▸ Page extract
####
Cracks during the heat treatment of shaft workpieces can lead to catastrophic failures in machinery. This article delves into the causes behind these cracks, focusing on factors like material properties, stress during quenching and tempering, and flaws in the manufacturing process. By understanding these issues, engineers can implement strategies to prevent such defects, ensuring the durability and reliability of critical components. Expect to learn about specific analysis techniques and preventive measures that can significantly enhance the quality of shaft workpieces.
42CrMo is a high-strength alloy steel known for its excellent mechanical properties such as high strength and toughness, good hardenability, and absence of temper brittleness.
After quenching and tempering, it exhibits a high fatigue limit, impact resistance, and good low-temperature impact toughness, making it ideal for manufacturing large and medium-sized steel components that require both strength and toughness.
Our company has chosen 42CrMo steel to manufacture a large pivot, and the manufacturing process involves the following steps: blank forging, normalizing, rough machining, quenching and tempering, finishing, induction hardening excircle, and grinding excircle.
The pivot structure is illustrated in Figure 1.
Fig. 1 Pivot Structure
Cracks can occur on the pivot shaft during quenching, tempering, and quenching processes.
The crack usually appears in the transition arc area between the pivot shaft root and the flange.
The entire pivot shaft breaks along the radial direction and extends to the big end flange.
The pivot shaft can crack entirely. Please refer to Fig. 2 for the crack’s shape and location.
Fig. 2 Crack morphology after quenching, tempering and quenching
The quenching and tempering process for this piece involves holding it at 840 ℃ for 3 hours, followed by oil cooling quenching once it’s taken out of the furnace. The quenching time is 30 minutes, and Houghton K oil is used as the quenching oil.
Several batches of this product have been produced without any cracks.
To analyze the causes of cracks, a cracked workpiece was sampled at the big end flange, and its chemical composition, metallographic structure, and cracks were analyzed. Samples were taken from the flange crack (refer to Fig. 3) for analysis.
Fig. 3 Sampling at flange
See Table 1 for chemical composition analysis results
Table 1 Chemical Composition (Mass Fraction) of 42CrMo Steel Pivot (%)
| Element | Standard value | Measured value |
| C | 0.38~0.45 | 0.43 |
| Si | 0.17~0.37 | 0.28 |
| Mn | 0.5~0.8 | 0.68 |
| S | ≤0.035 | 0.007 |
| P | ≤0.035 | 0.016 |
| Cr | 0.9~1.2 | 1 |
| Mo | 0.15~0.25 | 0.2 |
| Ni | ≤0.30 | 0.034 |
| Cu | ≤0.30 | 0.046 |
| Al | – | 0.026 |
The metallographic structure is shown in Fig. 4.
####
▸ Problem 1
In the article on cracks in the 42CrMo pivot shaft, where on the shaft does the crack usually appear?
▸ Problem 2
Write the next part of the article on cracks in the 42CrMo pivot shaft, picking up after its final sentence.

▸ Extracted data
####
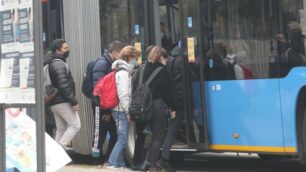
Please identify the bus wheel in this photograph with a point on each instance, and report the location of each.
(129, 151)
(303, 148)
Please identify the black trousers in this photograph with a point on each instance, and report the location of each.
(105, 127)
(173, 127)
(158, 126)
(140, 151)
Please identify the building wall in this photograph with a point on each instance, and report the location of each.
(82, 32)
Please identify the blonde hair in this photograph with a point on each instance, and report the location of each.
(155, 54)
(129, 52)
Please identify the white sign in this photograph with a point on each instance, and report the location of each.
(21, 144)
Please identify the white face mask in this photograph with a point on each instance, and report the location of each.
(133, 62)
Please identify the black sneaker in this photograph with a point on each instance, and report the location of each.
(155, 169)
(145, 166)
(166, 166)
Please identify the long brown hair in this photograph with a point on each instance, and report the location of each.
(129, 52)
(156, 53)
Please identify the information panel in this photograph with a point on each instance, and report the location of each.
(17, 52)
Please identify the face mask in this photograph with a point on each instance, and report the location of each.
(133, 62)
(66, 54)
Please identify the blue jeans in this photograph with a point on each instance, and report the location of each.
(117, 156)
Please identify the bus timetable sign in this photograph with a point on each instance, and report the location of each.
(17, 52)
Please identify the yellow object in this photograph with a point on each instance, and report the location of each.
(236, 148)
(137, 45)
(191, 54)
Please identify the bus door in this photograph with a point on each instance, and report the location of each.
(242, 95)
(175, 28)
(192, 48)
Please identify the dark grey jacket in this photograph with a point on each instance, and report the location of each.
(61, 79)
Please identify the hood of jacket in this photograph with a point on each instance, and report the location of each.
(50, 56)
(122, 64)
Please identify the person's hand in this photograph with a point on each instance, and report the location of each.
(280, 37)
(106, 118)
(76, 107)
(173, 114)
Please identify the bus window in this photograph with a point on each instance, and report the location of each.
(244, 31)
(114, 23)
(290, 41)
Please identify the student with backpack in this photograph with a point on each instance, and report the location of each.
(122, 78)
(160, 87)
(103, 120)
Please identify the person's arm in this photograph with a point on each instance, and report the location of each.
(123, 90)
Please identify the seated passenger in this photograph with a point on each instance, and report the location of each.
(292, 50)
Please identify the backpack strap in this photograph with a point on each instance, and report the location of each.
(153, 75)
(141, 75)
(53, 60)
(121, 68)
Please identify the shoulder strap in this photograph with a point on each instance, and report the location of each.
(153, 75)
(60, 61)
(140, 80)
(121, 68)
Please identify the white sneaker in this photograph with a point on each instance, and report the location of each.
(111, 167)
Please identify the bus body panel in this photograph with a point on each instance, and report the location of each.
(290, 87)
(248, 108)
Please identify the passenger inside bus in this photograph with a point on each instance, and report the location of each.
(291, 47)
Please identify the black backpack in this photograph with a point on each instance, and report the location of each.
(87, 84)
(142, 101)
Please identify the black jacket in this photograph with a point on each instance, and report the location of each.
(101, 68)
(61, 79)
(161, 86)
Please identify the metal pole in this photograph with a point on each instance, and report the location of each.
(156, 14)
(2, 140)
(40, 117)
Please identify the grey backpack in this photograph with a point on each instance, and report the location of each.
(142, 101)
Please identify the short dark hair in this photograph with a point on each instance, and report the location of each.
(291, 17)
(57, 45)
(116, 46)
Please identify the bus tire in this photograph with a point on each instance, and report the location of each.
(303, 137)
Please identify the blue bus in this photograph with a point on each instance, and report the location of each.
(243, 73)
(244, 80)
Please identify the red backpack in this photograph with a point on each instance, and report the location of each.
(106, 89)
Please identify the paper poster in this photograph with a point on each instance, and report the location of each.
(21, 144)
(191, 47)
(17, 73)
(137, 45)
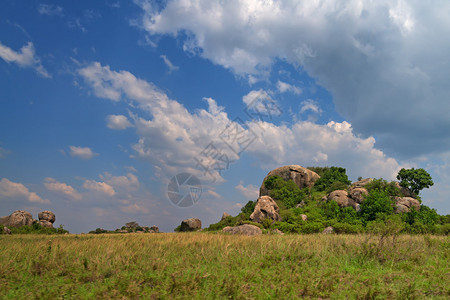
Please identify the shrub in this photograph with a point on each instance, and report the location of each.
(377, 204)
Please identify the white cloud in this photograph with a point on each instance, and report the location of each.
(9, 189)
(310, 105)
(101, 187)
(50, 10)
(26, 57)
(250, 192)
(284, 87)
(81, 152)
(62, 188)
(384, 62)
(169, 64)
(182, 136)
(118, 122)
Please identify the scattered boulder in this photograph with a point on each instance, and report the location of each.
(266, 208)
(245, 229)
(328, 230)
(301, 176)
(224, 216)
(405, 204)
(361, 183)
(358, 194)
(6, 230)
(48, 216)
(191, 224)
(17, 219)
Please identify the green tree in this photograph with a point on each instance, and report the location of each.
(414, 179)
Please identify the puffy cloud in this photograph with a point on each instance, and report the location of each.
(184, 137)
(169, 64)
(81, 152)
(384, 62)
(26, 57)
(118, 122)
(10, 189)
(50, 10)
(101, 187)
(250, 192)
(62, 188)
(284, 87)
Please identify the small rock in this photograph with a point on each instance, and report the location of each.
(266, 208)
(245, 229)
(224, 216)
(328, 230)
(191, 224)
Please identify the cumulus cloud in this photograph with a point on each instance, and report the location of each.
(24, 58)
(64, 189)
(101, 187)
(184, 137)
(384, 62)
(250, 192)
(81, 152)
(284, 87)
(118, 122)
(50, 10)
(169, 64)
(15, 190)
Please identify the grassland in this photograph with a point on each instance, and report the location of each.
(217, 266)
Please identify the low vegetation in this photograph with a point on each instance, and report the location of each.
(217, 266)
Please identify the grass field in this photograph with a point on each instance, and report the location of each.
(217, 266)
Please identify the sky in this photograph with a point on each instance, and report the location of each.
(157, 111)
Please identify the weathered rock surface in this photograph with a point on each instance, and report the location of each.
(405, 204)
(224, 216)
(328, 230)
(358, 194)
(191, 224)
(361, 183)
(17, 219)
(301, 176)
(245, 229)
(265, 208)
(47, 215)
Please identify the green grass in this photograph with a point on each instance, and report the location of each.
(218, 266)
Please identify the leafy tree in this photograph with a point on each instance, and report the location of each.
(377, 204)
(415, 179)
(333, 176)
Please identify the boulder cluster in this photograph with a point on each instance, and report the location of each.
(21, 218)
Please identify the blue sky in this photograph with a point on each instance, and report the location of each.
(103, 102)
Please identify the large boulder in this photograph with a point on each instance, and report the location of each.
(265, 208)
(301, 176)
(245, 229)
(361, 183)
(358, 194)
(47, 215)
(191, 224)
(17, 219)
(341, 198)
(405, 204)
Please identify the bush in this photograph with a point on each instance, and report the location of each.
(377, 204)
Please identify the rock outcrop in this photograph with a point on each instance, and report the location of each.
(46, 218)
(224, 216)
(266, 208)
(17, 219)
(191, 224)
(245, 229)
(405, 204)
(301, 176)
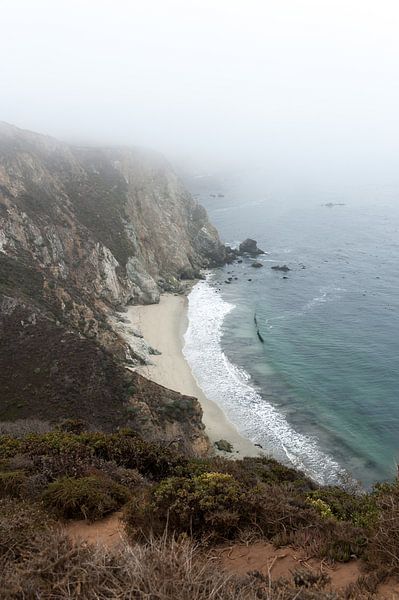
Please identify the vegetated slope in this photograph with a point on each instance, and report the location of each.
(84, 231)
(172, 501)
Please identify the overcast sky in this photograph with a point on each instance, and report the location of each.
(308, 86)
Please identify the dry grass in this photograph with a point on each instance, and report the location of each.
(38, 560)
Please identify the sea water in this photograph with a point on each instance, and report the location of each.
(322, 391)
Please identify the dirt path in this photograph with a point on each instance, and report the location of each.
(240, 559)
(108, 531)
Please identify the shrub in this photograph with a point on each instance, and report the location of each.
(124, 448)
(383, 544)
(20, 525)
(207, 504)
(12, 483)
(87, 497)
(358, 508)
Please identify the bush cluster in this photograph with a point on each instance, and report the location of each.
(75, 475)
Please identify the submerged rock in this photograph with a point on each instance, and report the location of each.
(224, 446)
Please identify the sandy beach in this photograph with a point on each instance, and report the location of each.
(163, 326)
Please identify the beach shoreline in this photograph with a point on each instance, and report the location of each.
(163, 326)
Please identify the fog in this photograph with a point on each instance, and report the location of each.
(308, 89)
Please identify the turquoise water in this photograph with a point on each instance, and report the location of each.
(329, 362)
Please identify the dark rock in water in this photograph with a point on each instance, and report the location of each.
(224, 446)
(249, 246)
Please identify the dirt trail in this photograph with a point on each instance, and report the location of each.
(281, 562)
(108, 531)
(240, 559)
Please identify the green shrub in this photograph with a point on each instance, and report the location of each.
(124, 448)
(359, 509)
(208, 504)
(9, 446)
(88, 497)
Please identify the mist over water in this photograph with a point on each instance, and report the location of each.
(329, 363)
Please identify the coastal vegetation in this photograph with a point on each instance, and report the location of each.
(176, 511)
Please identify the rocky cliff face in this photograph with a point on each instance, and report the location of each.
(84, 231)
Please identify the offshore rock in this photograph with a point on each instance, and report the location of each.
(249, 246)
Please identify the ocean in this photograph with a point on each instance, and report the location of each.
(322, 391)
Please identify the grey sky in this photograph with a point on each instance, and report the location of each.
(306, 86)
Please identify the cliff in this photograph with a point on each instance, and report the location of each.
(85, 231)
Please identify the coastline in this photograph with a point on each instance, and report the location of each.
(163, 326)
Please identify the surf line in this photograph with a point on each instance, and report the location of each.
(257, 329)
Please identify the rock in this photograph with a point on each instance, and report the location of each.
(249, 246)
(224, 446)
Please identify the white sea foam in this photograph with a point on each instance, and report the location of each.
(326, 295)
(229, 386)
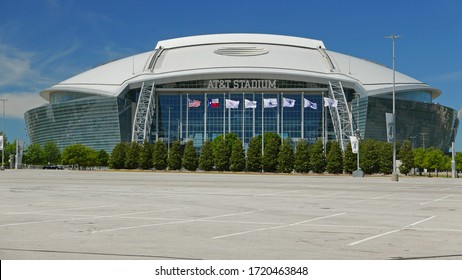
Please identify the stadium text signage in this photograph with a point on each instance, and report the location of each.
(238, 84)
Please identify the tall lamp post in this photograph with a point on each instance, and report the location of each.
(394, 175)
(3, 133)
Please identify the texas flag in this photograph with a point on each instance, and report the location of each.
(213, 103)
(193, 103)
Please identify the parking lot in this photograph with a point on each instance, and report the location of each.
(60, 214)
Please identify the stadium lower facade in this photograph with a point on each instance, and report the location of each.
(196, 88)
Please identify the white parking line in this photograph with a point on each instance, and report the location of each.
(436, 200)
(175, 222)
(56, 210)
(89, 217)
(372, 198)
(277, 227)
(390, 232)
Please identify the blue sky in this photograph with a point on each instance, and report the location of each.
(43, 42)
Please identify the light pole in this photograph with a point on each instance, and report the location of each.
(358, 172)
(394, 175)
(3, 133)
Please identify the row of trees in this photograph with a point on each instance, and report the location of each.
(76, 154)
(226, 153)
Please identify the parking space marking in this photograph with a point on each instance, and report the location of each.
(56, 210)
(372, 198)
(390, 232)
(176, 222)
(88, 217)
(436, 200)
(277, 227)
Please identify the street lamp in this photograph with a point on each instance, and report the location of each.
(3, 133)
(358, 172)
(394, 175)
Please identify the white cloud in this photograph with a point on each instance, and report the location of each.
(15, 66)
(448, 77)
(19, 102)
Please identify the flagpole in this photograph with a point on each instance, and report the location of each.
(277, 110)
(253, 118)
(323, 123)
(157, 117)
(243, 115)
(282, 117)
(325, 130)
(224, 114)
(229, 115)
(302, 103)
(205, 116)
(187, 117)
(180, 126)
(262, 126)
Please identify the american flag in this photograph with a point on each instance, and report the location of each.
(193, 103)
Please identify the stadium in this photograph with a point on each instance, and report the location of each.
(199, 87)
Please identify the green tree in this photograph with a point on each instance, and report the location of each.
(350, 160)
(334, 159)
(433, 160)
(102, 158)
(145, 156)
(117, 159)
(302, 157)
(286, 157)
(132, 156)
(369, 156)
(51, 153)
(190, 160)
(254, 155)
(78, 154)
(272, 144)
(206, 157)
(406, 155)
(458, 162)
(237, 160)
(160, 156)
(385, 150)
(34, 154)
(175, 156)
(318, 159)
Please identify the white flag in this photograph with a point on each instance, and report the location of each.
(250, 104)
(232, 104)
(330, 102)
(287, 102)
(309, 104)
(270, 102)
(354, 144)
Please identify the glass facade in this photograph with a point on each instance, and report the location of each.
(103, 122)
(424, 124)
(177, 121)
(99, 123)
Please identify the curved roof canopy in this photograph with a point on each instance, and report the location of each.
(236, 55)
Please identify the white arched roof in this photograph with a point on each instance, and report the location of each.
(254, 55)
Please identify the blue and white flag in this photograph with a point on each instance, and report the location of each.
(328, 102)
(287, 102)
(309, 104)
(250, 104)
(232, 104)
(270, 102)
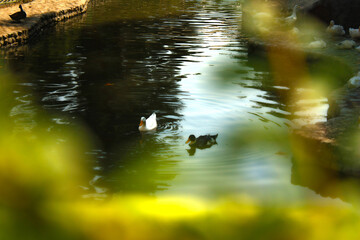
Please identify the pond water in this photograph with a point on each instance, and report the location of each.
(188, 62)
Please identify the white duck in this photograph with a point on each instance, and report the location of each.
(354, 82)
(335, 29)
(292, 18)
(319, 43)
(354, 32)
(346, 44)
(148, 124)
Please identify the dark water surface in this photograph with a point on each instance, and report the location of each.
(185, 60)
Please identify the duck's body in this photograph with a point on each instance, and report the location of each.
(335, 29)
(292, 18)
(354, 33)
(203, 141)
(354, 82)
(317, 44)
(18, 15)
(149, 124)
(346, 44)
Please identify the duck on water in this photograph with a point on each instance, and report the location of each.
(18, 15)
(204, 141)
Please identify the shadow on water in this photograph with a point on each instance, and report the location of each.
(106, 69)
(106, 75)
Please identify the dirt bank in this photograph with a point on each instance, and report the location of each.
(40, 13)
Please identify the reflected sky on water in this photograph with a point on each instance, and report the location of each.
(188, 62)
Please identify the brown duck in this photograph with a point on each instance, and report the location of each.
(18, 15)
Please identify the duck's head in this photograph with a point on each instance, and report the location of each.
(142, 122)
(191, 139)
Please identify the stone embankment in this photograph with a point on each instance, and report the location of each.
(40, 14)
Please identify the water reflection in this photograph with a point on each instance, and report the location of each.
(187, 62)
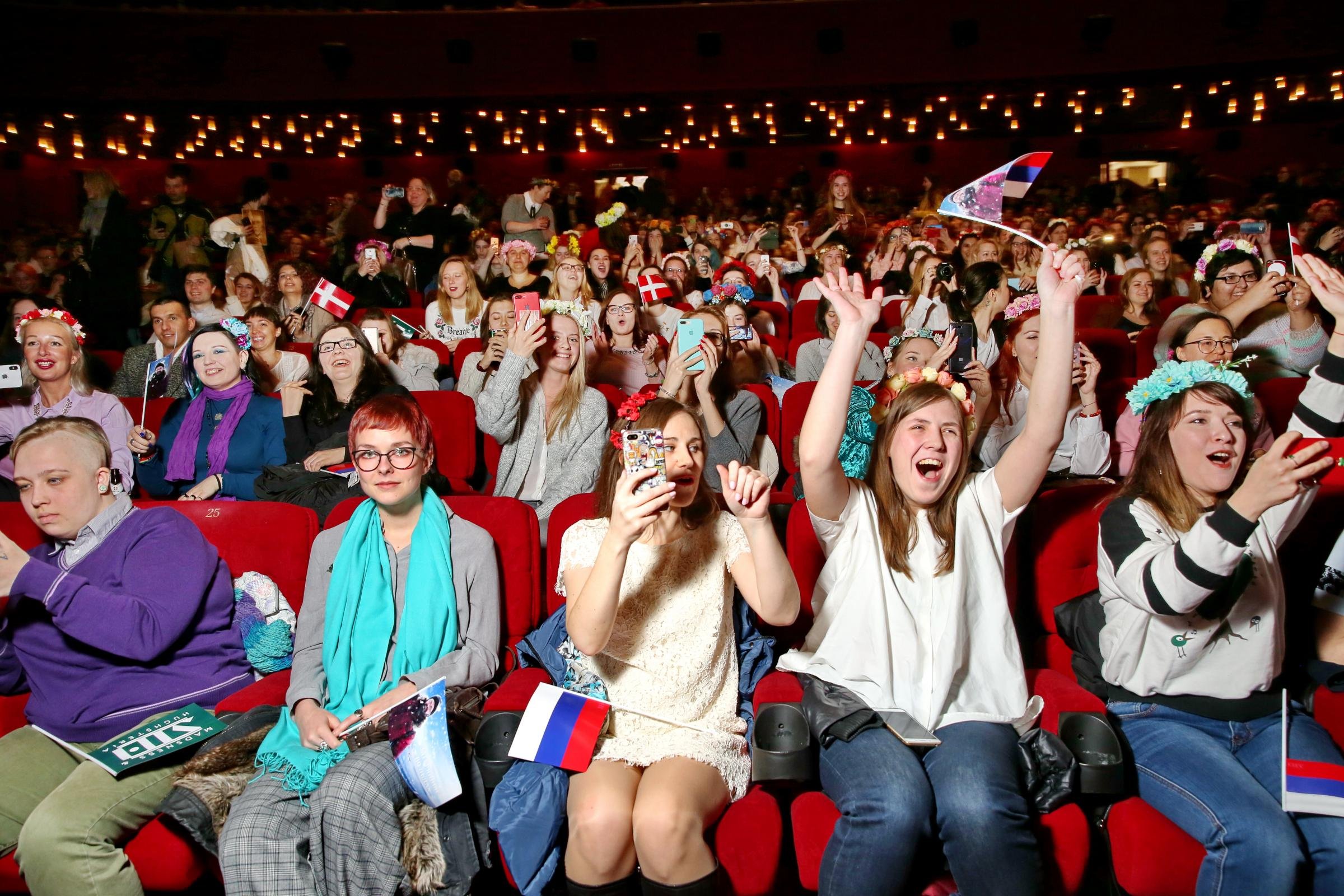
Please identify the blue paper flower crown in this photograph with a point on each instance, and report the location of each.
(1174, 378)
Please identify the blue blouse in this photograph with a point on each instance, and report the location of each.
(257, 442)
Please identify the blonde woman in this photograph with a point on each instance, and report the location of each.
(549, 423)
(458, 292)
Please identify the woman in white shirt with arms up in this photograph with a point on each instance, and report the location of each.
(912, 614)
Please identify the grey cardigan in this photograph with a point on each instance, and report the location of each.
(475, 581)
(572, 457)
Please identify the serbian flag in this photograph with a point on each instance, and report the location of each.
(559, 729)
(654, 289)
(331, 297)
(983, 199)
(1314, 787)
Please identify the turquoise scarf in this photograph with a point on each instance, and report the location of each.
(358, 628)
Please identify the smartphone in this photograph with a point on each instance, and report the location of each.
(528, 302)
(965, 349)
(689, 335)
(906, 730)
(643, 452)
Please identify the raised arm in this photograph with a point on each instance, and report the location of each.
(819, 444)
(1026, 461)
####
▸ Task answer 1
In the transition arc area between the pivot shaft root and the flange.

▸ Task answer 2
Fig. 4 Metallographic Structure of Crack and Surface
The analysis results indicate that the chemical composition of the 42CrMo steel meets the technical requirements. The measured surface hardness is 296HBW, which falls within the required range of 277-331HBW. The metallographic structure is tempered sorbite, and the central structure is tempered sorbite+ferrite.
The workpiece’s crack is arc-shaped, and there is no decarburization on either side of the crack, indicating that there was no crack before quenching and tempering, and no other abnormalities were observed.
The physical and chemical analysts attribute the crack to excessive stress during quenching, tempering, and quenching, based on the sample.
However, due to the piece’s size and the challenge of sampling, the author suggests that the sample cutting position may be the crack growth area rather than the crack initiation site, and further analysis is needed.
Since the crack source cannot be identified through the fracture surface, it is proposed to cut the workpiece to locate the crack source. Flame or plasma cutting may impact the fracture location, so wire cutting is recommended to cut the crack location at the shaft transition zone of the faulty part.
When the cutting reaches 1/3 of the diameter, the pivot shaft breaks into two sections, enabling further analysis of the cause of the crack.
The fracture morphology after wire cutting is shown in Fig. 5.
Fig. 5 Crack Fracture Position after Wire Cutting
The center of the fracture appears brown, while the outer part exhibits normal metal coloration. The brown coloration in the center is abnormal and is likely caused by oxidation.
Analysis indicates that cracks likely existed in the part’s center prior to quenching, tempering, and subsequent forging, normalizing, and quenching processes. The cracks would have undergone oxidation during these processes, leading to the brown discoloration.
To confirm this hypothesis, a sample was taken from the brown area and analyzed. The sample was cut from the center in an axial direction. Upon cutting and processing, it was discovered that numerous cracks were distributed radially, as depicted in Figure 6.
Fig. 6 Crack Fracture Location
The analysis of the sample shows that the sample has an obvious banded structure (Grade 4), as shown in Fig. 7.
Fig. 7 Metallographic Structure of the Crack Center
The cracks, which are multiple and roughly parallel, are distributed along the banded structure direction and perpendicular to the forging direction.
The author believes that there were cracks present before the quenching and tempering process of the pivot shaft, and these cracks were located in the center, with no cracks visible on the surface.
During the quenching and tempering process, the cracks expanded due to the influence of organizational and thermal stress, with the banded structure also playing a role.
As a result, it is necessary to conduct a further analysis to determine if there were issues such as insufficient forging temperature and unreasonable forging ratio during the forging process.
To prevent any faulty parts from entering the market, in-process products were thoroughly investigated.
All in-process products underwent NDT testing using an ultrasonic flaw detector.
Upon investigation, two abnormal products were discovered, and their production serial numbers were checked.
The production serial numbers of the two abnormal products were found to be part of the same batch of forged products that contained the cracked parts.
To validate the early analysis and judgment, wire cutting was performed on the abnormal parts found along the axial direction.
The cutting surface clearly revealed the presence of several detailed cracks, which were perpendicular to the forging direction, as illustrated in Fig. 8.
Fig. 8 Cutting surface of defective parts
Through further verification, it was judged that the crack was generated during forging.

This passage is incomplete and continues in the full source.